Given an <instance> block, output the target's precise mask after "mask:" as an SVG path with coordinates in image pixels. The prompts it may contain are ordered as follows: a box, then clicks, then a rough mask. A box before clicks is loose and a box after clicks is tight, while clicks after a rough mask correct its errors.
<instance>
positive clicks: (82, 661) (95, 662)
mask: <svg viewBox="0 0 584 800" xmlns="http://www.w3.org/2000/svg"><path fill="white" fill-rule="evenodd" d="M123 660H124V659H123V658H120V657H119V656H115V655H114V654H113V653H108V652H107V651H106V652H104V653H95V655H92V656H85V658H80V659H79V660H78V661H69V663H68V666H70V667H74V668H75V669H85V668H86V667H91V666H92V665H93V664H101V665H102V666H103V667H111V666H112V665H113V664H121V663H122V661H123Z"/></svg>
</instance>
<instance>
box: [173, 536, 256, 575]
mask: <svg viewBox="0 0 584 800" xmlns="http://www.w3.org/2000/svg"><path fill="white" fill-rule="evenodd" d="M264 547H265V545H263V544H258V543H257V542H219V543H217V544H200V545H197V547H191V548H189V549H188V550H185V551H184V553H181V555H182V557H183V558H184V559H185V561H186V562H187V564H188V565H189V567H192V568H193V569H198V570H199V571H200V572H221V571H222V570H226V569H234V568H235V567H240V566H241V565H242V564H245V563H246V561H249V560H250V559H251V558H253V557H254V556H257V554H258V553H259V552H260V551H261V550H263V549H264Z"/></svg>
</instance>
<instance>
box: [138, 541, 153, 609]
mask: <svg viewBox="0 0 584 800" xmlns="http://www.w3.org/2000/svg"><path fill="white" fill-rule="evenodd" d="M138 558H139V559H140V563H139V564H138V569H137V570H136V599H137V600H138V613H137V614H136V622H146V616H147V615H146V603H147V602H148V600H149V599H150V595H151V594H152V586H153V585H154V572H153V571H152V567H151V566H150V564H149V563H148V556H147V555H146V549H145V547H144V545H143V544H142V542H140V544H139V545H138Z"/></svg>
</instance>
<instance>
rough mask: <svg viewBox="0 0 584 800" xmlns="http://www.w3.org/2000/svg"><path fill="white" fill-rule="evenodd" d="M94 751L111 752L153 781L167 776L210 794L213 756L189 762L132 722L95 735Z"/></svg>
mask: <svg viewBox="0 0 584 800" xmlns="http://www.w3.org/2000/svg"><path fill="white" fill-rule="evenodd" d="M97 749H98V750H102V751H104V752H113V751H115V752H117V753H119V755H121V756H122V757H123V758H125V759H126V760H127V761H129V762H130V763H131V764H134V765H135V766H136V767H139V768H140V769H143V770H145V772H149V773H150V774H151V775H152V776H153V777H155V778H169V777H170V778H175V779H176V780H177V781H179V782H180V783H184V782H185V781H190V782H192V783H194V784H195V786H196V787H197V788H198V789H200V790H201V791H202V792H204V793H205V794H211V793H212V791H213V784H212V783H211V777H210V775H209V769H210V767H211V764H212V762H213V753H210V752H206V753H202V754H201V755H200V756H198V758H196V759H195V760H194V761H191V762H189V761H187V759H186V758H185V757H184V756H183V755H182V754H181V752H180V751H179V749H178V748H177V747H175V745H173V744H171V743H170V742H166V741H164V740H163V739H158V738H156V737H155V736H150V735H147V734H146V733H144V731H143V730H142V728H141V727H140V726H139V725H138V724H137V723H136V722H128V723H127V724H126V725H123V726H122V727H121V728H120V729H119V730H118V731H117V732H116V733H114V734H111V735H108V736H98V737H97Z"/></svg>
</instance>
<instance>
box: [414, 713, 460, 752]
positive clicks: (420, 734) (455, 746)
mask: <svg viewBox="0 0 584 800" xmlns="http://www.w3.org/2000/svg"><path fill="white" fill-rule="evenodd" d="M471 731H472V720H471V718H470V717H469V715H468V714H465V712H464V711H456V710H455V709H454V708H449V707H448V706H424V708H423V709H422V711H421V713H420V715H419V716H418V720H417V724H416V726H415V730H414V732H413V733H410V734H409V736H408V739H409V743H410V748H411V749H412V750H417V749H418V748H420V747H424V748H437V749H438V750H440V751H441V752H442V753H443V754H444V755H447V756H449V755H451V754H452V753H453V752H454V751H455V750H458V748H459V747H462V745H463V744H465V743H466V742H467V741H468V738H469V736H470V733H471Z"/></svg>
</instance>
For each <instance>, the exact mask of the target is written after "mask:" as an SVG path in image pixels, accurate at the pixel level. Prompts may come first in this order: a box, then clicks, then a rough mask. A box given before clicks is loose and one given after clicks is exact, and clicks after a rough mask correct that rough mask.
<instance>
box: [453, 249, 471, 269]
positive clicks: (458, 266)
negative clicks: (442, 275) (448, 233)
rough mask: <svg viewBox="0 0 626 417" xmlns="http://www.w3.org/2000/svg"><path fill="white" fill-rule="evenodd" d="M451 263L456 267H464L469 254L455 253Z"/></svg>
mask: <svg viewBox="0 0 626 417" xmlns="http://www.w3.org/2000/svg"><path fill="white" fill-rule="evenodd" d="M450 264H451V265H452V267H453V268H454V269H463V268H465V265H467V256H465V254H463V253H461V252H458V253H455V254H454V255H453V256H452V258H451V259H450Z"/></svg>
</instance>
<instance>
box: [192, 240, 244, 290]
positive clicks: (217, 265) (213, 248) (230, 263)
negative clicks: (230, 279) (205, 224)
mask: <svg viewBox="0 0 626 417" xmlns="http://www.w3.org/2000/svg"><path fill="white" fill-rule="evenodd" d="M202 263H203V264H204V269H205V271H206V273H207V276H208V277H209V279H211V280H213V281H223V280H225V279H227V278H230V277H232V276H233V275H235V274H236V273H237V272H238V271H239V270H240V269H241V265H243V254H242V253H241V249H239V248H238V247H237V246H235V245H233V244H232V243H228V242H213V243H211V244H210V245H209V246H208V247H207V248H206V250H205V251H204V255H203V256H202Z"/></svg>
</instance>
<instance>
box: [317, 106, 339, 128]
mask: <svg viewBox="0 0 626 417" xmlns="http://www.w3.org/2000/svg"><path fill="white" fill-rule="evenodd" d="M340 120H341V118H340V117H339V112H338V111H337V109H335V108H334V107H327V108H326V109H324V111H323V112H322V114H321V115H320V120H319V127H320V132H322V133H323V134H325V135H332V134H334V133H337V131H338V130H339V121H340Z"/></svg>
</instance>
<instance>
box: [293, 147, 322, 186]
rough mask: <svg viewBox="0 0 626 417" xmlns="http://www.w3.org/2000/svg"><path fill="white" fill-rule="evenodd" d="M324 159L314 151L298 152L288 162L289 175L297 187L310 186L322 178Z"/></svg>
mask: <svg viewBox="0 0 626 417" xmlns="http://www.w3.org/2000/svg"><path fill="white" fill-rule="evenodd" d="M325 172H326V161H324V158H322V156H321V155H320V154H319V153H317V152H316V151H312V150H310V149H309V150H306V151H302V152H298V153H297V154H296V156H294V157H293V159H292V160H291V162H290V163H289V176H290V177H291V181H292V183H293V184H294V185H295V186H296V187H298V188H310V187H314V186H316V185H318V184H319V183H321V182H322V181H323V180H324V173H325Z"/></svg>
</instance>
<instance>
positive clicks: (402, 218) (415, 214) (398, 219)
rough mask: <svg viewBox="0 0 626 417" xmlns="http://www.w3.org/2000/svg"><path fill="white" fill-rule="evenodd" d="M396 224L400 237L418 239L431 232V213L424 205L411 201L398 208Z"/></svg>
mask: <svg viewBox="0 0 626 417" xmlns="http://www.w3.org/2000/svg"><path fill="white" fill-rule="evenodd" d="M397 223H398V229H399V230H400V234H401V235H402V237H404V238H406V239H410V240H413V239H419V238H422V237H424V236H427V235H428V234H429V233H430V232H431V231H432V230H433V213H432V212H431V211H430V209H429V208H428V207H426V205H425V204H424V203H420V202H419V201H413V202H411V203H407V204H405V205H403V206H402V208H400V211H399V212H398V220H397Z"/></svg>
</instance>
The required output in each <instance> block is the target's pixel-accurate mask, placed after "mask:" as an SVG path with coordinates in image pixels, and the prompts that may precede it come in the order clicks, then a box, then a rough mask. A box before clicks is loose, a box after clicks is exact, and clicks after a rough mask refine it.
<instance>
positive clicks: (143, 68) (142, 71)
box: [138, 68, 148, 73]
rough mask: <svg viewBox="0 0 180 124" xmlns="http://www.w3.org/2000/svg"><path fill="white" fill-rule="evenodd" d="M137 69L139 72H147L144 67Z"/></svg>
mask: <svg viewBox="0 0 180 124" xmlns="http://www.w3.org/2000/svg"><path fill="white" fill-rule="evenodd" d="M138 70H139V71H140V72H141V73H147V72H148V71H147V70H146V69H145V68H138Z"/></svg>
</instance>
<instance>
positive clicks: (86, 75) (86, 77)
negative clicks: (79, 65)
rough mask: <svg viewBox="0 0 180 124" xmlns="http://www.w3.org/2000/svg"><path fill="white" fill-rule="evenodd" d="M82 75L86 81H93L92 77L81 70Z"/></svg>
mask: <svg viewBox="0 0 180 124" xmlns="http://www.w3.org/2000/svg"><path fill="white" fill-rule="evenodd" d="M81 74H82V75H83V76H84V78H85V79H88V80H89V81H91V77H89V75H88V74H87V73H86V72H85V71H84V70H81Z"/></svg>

• [Work to complete] What is needed is an exact copy of the lines above, from the one containing "box: [453, 249, 471, 269]" through the one containing "positive clicks: (402, 218)", with nothing added.

• [Problem solution]
box: [453, 249, 471, 269]
positive clicks: (458, 266)
negative clicks: (442, 275) (448, 233)
rough mask: <svg viewBox="0 0 626 417" xmlns="http://www.w3.org/2000/svg"><path fill="white" fill-rule="evenodd" d="M451 263L456 267H464L469 254L455 253Z"/></svg>
mask: <svg viewBox="0 0 626 417" xmlns="http://www.w3.org/2000/svg"><path fill="white" fill-rule="evenodd" d="M450 264H451V265H452V267H453V268H454V269H463V268H465V265H467V256H465V254H463V253H461V252H458V253H455V254H454V255H453V256H452V258H451V259H450Z"/></svg>
</instance>
<instance>
box: [192, 240, 244, 290]
positive clicks: (217, 265) (213, 248) (230, 263)
negative clicks: (230, 279) (205, 224)
mask: <svg viewBox="0 0 626 417" xmlns="http://www.w3.org/2000/svg"><path fill="white" fill-rule="evenodd" d="M202 263H203V264H204V269H205V271H206V273H207V276H208V277H209V279H211V280H213V281H223V280H225V279H227V278H230V277H232V276H233V275H235V274H236V273H237V272H238V271H239V270H240V269H241V265H243V254H242V253H241V249H239V248H238V247H237V246H235V245H233V244H232V243H228V242H213V243H211V244H210V245H209V246H208V247H207V248H206V250H205V251H204V255H203V256H202Z"/></svg>
</instance>
<instance>
box: [317, 106, 339, 128]
mask: <svg viewBox="0 0 626 417" xmlns="http://www.w3.org/2000/svg"><path fill="white" fill-rule="evenodd" d="M340 120H341V118H340V117H339V112H338V111H337V109H335V108H334V107H327V108H326V109H324V111H323V112H322V114H321V115H320V120H319V127H320V132H322V133H323V134H325V135H332V134H334V133H337V131H338V130H339V121H340Z"/></svg>
</instance>
<instance>
box: [293, 147, 322, 186]
rough mask: <svg viewBox="0 0 626 417" xmlns="http://www.w3.org/2000/svg"><path fill="white" fill-rule="evenodd" d="M324 159L314 151L298 152L288 162L289 175L297 187L310 186L322 178Z"/></svg>
mask: <svg viewBox="0 0 626 417" xmlns="http://www.w3.org/2000/svg"><path fill="white" fill-rule="evenodd" d="M325 172H326V161H324V158H322V156H321V155H320V154H319V153H317V152H316V151H312V150H310V149H309V150H306V151H302V152H298V153H297V154H296V156H294V157H293V159H292V160H291V162H290V163H289V176H290V177H291V181H292V183H293V184H294V185H295V186H296V187H298V188H310V187H314V186H316V185H318V184H319V183H321V182H322V181H323V180H324V173H325Z"/></svg>
</instance>
<instance>
positive clicks: (402, 218) (415, 214) (398, 219)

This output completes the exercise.